=== Problems and tasks ===
1/ In the China newsletter excerpt, what share of the global legacy chip market is China now estimated to hold?
2/ According to the China newsletter excerpt, why did Chinese buyers turn away from American soybeans?
3/ Go on with the China newsletter excerpt, starting after its final sentence.

The Chinese Chips in Your Living Room and Kitchen
China wants U.S. semiconductor chips, but not all of them. American “legacy” or “foundational” chips, which are used in TVs and refrigerators, are the subject of a Chinese anti-dumping probe. As Eliot Chen writes, the Chinese government wants appliance makers to use Chinese legacy chips instead and also export them abroad. Over the past decade, China’s share of the global legacy chip market is estimated to have more than doubled, from 17 percent to 40 percent.

“Our Greatest Fear is Being Realized”
As predictably as night follows day, Donald Trump’s tariff war on China triggered retaliatory tariffs on one of China’s biggest imports from the U.S. — soybeans. As predictably as day follows night, Chinese buyers shunned the suddenly more expensive American soybeans for Brazilian and Argentinian ones. The president and his advisers are shocked — shocked — at this turn of events, Noah Berman writes in our Big Picture this week. China, the biggest buyer of U.S. soybeans from 2020 through 2024, hasn’t bought a single American soybean since May and Trump-voting, red-state farmers who didn’t see any of this coming are in a panic. Cue another taxpayer bailout for one of America’s most coddled industries.

A Q&A with Laura Murphy

Laura Murphy, a human rights professor at Sheffield Hallam University, is an expert on forced labour in Xinjiang and how banned products made by Uyghur prisoners infiltrate global supply chains. She has also advised the Department of Homeland Security on policy issues.

=== Supplied information ===

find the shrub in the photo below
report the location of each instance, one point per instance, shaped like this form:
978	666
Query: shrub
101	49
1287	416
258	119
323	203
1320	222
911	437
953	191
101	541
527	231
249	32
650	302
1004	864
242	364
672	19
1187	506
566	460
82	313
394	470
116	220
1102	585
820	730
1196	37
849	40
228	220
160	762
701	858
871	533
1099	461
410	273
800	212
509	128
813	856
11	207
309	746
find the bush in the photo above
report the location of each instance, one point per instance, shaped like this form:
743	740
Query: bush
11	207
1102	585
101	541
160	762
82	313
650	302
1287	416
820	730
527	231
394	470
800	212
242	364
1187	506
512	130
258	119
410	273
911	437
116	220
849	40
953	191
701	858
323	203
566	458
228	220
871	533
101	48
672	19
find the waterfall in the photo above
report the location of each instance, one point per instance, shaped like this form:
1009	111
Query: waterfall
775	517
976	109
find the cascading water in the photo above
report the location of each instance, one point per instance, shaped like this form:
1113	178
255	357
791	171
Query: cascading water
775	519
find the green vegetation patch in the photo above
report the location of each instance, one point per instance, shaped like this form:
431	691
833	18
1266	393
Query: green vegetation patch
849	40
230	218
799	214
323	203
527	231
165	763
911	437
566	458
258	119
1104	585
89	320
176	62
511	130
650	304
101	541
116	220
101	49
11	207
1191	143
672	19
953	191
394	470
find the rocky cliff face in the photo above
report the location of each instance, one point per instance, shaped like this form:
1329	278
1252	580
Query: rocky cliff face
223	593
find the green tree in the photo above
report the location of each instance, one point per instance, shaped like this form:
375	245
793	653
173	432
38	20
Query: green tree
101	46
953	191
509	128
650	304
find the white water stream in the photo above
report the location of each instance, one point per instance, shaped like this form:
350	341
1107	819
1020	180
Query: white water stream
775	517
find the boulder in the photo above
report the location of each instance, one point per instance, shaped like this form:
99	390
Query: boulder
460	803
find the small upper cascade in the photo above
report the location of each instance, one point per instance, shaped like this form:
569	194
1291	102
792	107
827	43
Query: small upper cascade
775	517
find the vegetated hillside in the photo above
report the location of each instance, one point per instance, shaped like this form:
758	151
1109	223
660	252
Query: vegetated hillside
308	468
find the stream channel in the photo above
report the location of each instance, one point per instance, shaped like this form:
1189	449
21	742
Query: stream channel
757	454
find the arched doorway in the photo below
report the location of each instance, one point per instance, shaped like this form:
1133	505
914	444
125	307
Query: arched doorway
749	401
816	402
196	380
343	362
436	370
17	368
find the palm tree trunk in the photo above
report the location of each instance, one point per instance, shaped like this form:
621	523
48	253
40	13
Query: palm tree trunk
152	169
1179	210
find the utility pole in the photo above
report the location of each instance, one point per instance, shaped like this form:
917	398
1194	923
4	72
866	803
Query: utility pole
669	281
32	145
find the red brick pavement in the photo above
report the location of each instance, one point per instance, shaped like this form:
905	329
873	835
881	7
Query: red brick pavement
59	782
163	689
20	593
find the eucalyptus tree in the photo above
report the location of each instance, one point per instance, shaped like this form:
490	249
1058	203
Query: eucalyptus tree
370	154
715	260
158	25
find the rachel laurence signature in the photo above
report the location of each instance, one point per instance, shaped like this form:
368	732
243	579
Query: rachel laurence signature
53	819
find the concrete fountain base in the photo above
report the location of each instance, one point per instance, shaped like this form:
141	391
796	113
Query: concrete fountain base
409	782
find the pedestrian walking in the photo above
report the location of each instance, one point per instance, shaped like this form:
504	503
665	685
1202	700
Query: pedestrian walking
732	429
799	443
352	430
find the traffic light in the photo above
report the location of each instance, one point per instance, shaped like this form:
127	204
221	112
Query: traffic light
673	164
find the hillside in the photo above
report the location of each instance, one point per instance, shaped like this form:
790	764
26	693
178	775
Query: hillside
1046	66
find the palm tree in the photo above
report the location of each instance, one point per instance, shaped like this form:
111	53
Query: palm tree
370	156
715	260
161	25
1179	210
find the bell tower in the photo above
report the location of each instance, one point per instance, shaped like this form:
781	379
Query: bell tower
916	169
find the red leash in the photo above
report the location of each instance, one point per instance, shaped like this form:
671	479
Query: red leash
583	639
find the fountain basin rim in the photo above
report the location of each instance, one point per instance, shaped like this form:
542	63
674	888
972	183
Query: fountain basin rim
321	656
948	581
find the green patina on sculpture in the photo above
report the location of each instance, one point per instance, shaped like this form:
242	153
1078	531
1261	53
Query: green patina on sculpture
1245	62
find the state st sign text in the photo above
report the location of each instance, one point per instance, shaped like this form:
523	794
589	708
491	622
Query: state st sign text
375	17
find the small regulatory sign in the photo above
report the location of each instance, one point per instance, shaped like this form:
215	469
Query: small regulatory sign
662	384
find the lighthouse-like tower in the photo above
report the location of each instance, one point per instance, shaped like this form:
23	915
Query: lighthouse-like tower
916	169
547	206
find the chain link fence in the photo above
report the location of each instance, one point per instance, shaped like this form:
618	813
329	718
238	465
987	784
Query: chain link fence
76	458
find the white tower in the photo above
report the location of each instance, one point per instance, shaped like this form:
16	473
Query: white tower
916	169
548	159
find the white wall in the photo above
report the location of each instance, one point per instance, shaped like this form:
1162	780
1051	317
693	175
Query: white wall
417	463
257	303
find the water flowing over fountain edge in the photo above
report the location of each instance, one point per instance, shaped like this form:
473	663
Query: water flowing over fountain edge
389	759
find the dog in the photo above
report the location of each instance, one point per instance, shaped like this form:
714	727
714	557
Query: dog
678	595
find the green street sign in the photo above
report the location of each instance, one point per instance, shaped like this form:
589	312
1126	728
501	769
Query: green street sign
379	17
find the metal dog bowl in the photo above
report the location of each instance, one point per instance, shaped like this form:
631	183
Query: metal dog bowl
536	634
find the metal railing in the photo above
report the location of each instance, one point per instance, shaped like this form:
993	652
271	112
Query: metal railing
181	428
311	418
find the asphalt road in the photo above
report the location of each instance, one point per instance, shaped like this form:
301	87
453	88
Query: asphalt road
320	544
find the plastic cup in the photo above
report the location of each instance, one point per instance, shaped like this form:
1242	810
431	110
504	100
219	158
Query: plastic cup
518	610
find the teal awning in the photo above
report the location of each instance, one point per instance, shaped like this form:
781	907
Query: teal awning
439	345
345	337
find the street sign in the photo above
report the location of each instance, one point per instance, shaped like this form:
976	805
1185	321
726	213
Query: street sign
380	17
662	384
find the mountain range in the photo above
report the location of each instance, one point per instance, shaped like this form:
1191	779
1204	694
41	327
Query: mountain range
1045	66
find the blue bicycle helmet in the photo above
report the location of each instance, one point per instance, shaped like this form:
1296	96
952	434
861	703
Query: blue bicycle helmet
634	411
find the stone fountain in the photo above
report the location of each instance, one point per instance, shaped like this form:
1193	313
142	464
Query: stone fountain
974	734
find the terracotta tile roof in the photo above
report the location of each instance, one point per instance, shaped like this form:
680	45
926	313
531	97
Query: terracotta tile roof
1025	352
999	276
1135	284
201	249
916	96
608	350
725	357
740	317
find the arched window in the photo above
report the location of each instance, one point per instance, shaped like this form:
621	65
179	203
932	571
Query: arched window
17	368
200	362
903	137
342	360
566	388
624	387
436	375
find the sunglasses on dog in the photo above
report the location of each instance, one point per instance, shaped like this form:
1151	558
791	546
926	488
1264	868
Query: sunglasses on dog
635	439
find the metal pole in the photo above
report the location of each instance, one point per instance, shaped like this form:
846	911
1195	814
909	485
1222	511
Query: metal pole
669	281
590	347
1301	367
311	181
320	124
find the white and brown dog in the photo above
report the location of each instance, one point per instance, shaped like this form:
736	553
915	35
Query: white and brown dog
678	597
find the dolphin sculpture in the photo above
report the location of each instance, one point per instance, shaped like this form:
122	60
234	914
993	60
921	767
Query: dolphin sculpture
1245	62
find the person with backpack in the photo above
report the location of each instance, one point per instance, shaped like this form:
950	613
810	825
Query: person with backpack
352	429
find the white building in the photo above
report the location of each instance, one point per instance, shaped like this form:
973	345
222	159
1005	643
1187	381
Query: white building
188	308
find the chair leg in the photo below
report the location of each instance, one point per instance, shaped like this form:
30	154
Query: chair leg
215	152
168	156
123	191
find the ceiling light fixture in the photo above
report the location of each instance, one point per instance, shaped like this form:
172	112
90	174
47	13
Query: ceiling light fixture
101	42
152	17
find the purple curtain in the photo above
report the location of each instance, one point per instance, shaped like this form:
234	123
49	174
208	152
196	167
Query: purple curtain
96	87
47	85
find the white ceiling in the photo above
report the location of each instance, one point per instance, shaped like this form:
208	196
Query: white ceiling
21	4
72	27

=== Results ===
1/ About 40 percent, up from 17 percent a decade ago.

2/ Donald Trump's tariff war on China led China to impose retaliatory tariffs on U.S. soybeans. Those tariffs made American soybeans suddenly more expensive, so Chinese buyers switched to Brazilian and Argentinian soybeans.

3/
In this week’s Q&A with Eliot Chen, Murphy talks about how her interest in the history of slavery led her to her current area of expertise, forced labor in Xinjiang; China’s “colonial presence” in the region; and the central role that coal plays in developing industry there. “Uyghur incarceration in China … is a system of mass arbitrary detention,” she says. “These are folks who are being put away for life for being an anthropologist, for going to a sermon, for being at a party where there were religious events happening.”
Laura Murphy
Illustration by Lauren Crow

The Case of the Two Christophers
In our latest opinion piece, Kerry Brown examines the collapsed case against two British men, Christopher Berry and Christopher Cash, originally accused of passing secrets to China. The decision not to prosecute them created a major political and media furore last week in London. Brown, a Sinologist and former British diplomat in Beijing, delves into the reasons behind the dropped prosecutions and the core question around which the case revolved: Should Britain define China as an ‘enemy’?